* **Source extract**:
-------
You have to be willing to drop this framework because as long as you are in that framework of I’m going to war, I’m going to battle, I have to defeat this nemesis. As long as you’re in that framework it’s only going to diminish your power. Because now there is something out there that has the power to defeat you when in truth, alcohol is not the enemy.

Your urges and your desire are not the enemy. And your brain is not the enemy. They don’t create defeat, they can’t defeat you. They’re simply a conduit for your thinking, your thoughts that are fueling the habit, your thoughts about alcohol, your thoughts about your desire, your thoughts about your urges, your thoughts about your brain. When you start to really understand that the foundation of the habit is built on that think, feel, act cycle you start to see all these things are not the enemy, they’re just the conduit for our thinking.

And I will tell you, I was so used to being in this mindset of no, no, no, I need to fight. I need an enemy, that at first for me I really did resist dropping the mindset of needing to go to battle. I was so used to thinking of this is just me battling it out with my desire and battling it out with my cravings that it felt very foreign for me to kind of let go of that. I was in this place of, okay, then what? If I’m not fighting these urges what am I doing? If I’m not going to war how am I going to change my drinking? How am I going to change myself?

I really only understood this kind of war analogy as the way to change a habit. But I will tell you that really dropping this mindset really is the secret to stop feeling defeated no matter where you are on your journey. If you want to stop feeling defeated you have to stop looking for an enemy to go to war with. And you have to start seeing whatever it is, the drink in front of you, the urge that you’re experiencing, the desire that you have, the excuses coming from your lower brain, you have to start seeing them as the conduit to notice and examine the thoughts that are fueling the habit.

Because not only are there are thoughts fueling the habit but there are thoughts that are fueling you feeling defeated. When you tell yourself, nothing I do works, nothing I do changes anything, this is impossible, I’ve got too much to figure out, I’ve got too much to fix here, that’s the real problem. But if you are willing to drop the need for an enemy and just examine what is happening with the sentences in your mind, you start to see what’s really creating feeling defeated.
-------
* **Given information**:
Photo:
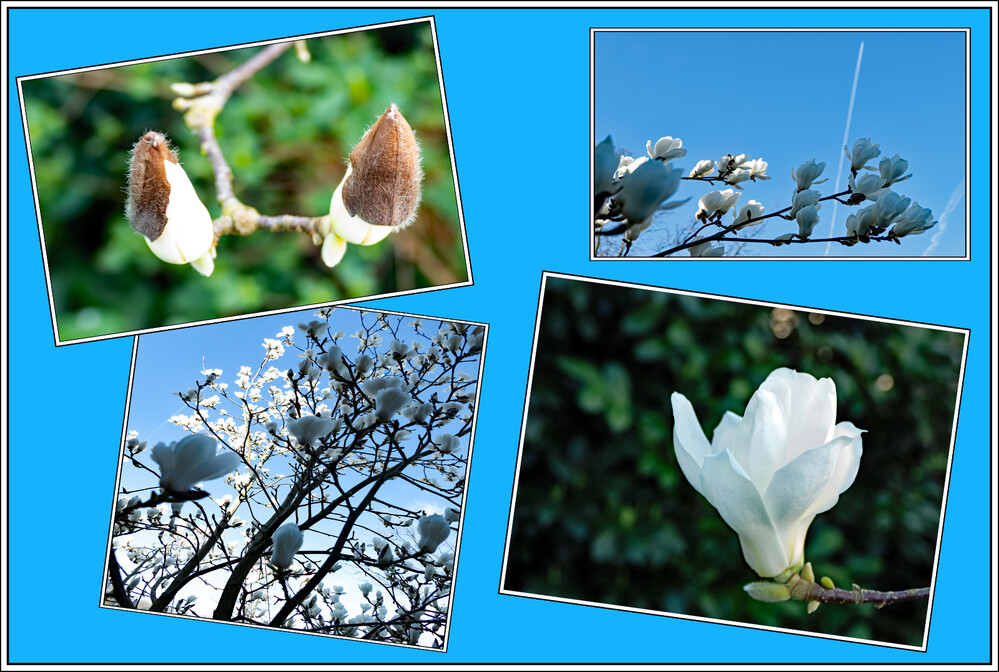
-------
* **What this exercise asks**:
• 1. Summarize the passage on the drinking habit in two sentences.
• 2. Repeat the passage on the drinking habit word for word, starting with "You have to be" and going on through "alcohol is not the enemy.".

* **Correct answers**:
• 1. Viewing change as a war against an enemy only diminishes your power, because alcohol, urges, desire and the brain are not the enemy but conduits for the thoughts fueling the habit. Dropping the need for an enemy and examining the sentences in your mind, such as "nothing I do works," is the secret to stop feeling defeated.

• 2.
You have to be willing to drop this framework because as long as you are in that framework of I’m going to war, I’m going to battle, I have to defeat this nemesis. As long as you’re in that framework it’s only going to diminish your power. Because now there is something out there that has the power to defeat you when in truth, alcohol is not the enemy.